WHAT YOU SHOULD DO – Lay out these lines as a Markdown table with the columns No. and Text, one row for each line, skipping any blank lines. Leave the pictures out of the answer.

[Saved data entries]
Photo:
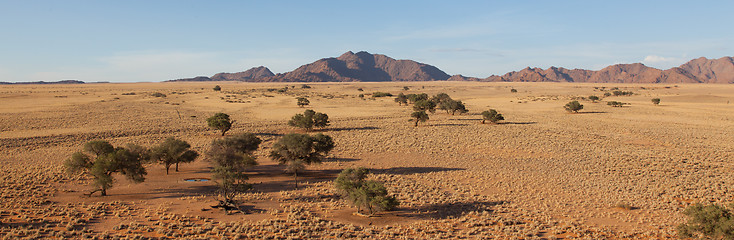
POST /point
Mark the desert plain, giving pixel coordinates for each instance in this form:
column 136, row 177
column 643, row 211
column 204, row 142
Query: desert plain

CORRECT RESULT –
| No. | Text |
|---|---|
| 1 | Photo: |
| 2 | POST /point |
| 3 | Mark the desert plain, giving pixel coordinates for each instance in this form: |
| 4 | column 136, row 177 |
| 5 | column 643, row 211 |
| 6 | column 204, row 142 |
| 7 | Query: desert plain |